Internet Trolls: What Will the Pandemic Do to the Future of Movie Theaters?
How first-run movies becoming available for home streaming disrupts the film industry
On April 10, Universal released the animated sequel Trolls: World Tour exclusively on Video On Demand. Unexpectedly, it went on to make over $100 million in a single weekend. As a result, NBC Universal Chairman Jeff Shell announced that his company will keep VOD as a first-run option even after theaters reopen, stating that "we expect to release movies on both formats." Upon this news, CEO of AMC Theaters Adam Aron enacted a scorched-earth strategy on the studios, announcing "effective immediately, we will no longer play any Universal movies in any of our theaters." Of course, this could all get resolved in the end, but when the biggest movie distributor in the world tells one of the major studios (responsible for 20 percent of films produced per year) that they will no longer be doing business, it sends a message. That message is that the way we watch films could be very different in the near future.
For the moment, other studios are standing behind theatrical releases, but as VOD becomes more profitable during this pandemic, that could change very fast. As theaters remain closed and big-budget franchises like James Bond and The Fast and the Furious get pushed further and further back, the allure of distributing a film on a streaming platform has never been more tempting.
The situation here isn't entirely unprecedented. In the 1930s and '40s, film studios were vertically integrated monopolies, owning both the studios and the theaters that show their films. Now that studios like Universal and Disney own their own streaming sites, that same structure could threaten to overtake the movie industry yet again.
As usual, it's the independent films that will suffer the most from this situation. As studios and theater chains debate where to go in the future, smaller films have either had their theatrical release cut short (The Assistant), have been sent to VOD without notice (Never Rarely Sometimes Always), or have just vanished entirely (First Cow). If theaters remain shuttered for a significant amount of time, independent distributors like Neon, Bleecker Street, and A24 may suddenly find themselves with a whole lot of films with nowhere to go.
Meanwhile, as all the big films push back their release dates, Christopher Nolan stands alone. His new film Tenet is still set for release on July 17, assuming theaters are open. It's a big risk but Nolan, a passionate supporter of the theatrical experience, has the kind of clout in the industry to take such a risk. If this strategy is successful, he may prove that movie theaters still have a place in this brave new world.
Nobody knows for sure what the film world will look like when all this is over. Whether theaters remain on top, VOD takes over, or it becomes some combination of the two, one thing is certain: an animated film about musical trolls may have changed the way we watch movies forever.

### Supplied material
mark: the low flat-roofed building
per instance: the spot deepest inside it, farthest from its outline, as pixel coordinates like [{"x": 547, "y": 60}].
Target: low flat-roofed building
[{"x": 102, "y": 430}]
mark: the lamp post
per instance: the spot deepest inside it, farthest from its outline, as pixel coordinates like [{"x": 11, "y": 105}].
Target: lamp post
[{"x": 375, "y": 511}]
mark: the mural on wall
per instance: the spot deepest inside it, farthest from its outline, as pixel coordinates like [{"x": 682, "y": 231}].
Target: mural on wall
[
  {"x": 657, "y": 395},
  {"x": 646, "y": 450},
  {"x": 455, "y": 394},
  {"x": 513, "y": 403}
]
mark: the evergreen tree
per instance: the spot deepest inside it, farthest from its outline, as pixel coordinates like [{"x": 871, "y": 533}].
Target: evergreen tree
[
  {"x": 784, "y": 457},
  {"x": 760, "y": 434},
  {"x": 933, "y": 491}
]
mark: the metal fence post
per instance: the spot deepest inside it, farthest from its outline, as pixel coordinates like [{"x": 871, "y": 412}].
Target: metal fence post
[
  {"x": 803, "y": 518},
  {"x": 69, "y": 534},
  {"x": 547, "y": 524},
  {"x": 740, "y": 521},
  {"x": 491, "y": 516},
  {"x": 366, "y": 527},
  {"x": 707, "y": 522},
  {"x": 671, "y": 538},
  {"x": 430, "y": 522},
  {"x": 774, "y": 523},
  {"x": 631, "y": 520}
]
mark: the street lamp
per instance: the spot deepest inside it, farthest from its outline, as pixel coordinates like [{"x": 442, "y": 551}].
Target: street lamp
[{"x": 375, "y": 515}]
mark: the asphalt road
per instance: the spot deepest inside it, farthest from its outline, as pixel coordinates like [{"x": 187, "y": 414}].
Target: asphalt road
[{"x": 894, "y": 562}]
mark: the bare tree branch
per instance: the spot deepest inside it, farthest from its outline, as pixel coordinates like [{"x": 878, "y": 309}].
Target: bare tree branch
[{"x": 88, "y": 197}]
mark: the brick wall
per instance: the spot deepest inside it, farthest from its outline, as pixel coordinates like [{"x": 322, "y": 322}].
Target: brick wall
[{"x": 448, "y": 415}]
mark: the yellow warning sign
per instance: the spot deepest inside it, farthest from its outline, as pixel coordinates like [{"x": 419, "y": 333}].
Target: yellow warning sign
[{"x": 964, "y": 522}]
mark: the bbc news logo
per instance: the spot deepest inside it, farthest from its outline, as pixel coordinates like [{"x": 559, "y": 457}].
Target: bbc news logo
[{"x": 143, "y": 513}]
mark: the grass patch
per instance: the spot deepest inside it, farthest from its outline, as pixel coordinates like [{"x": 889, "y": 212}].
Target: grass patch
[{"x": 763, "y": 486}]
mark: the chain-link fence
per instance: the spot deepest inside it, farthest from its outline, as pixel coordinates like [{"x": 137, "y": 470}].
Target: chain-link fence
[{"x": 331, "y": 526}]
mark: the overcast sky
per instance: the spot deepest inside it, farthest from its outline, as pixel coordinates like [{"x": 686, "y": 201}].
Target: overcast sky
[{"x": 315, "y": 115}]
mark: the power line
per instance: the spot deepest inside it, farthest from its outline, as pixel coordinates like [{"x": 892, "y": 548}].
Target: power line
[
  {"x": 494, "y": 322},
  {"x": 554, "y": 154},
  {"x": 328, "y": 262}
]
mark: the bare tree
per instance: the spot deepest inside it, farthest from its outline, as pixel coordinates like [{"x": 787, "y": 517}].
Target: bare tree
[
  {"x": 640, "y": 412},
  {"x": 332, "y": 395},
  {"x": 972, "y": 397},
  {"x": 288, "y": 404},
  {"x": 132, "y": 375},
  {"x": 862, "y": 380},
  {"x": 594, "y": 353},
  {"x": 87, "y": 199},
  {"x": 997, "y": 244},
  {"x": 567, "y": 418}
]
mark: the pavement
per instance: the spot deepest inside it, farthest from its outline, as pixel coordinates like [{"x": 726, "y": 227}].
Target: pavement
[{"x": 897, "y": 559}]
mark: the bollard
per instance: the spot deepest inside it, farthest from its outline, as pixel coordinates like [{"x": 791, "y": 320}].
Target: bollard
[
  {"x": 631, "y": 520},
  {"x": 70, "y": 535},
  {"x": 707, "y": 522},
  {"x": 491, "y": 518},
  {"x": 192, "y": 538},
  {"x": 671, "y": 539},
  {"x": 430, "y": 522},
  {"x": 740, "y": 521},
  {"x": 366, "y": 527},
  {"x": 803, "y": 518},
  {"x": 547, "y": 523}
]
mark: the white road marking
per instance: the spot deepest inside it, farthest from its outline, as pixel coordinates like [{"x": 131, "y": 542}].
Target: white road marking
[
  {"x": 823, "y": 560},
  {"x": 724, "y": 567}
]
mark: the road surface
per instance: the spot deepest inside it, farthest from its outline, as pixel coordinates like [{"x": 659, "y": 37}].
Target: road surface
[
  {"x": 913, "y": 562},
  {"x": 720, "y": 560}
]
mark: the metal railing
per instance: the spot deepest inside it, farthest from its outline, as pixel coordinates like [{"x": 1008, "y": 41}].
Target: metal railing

### Description of the task
According to the text on movie theaters and the pandemic, what did AMC Theaters CEO Adam Aron announce after Universal's news?

### Expected output
He announced that AMC would immediately stop playing any Universal movies in any of its theaters.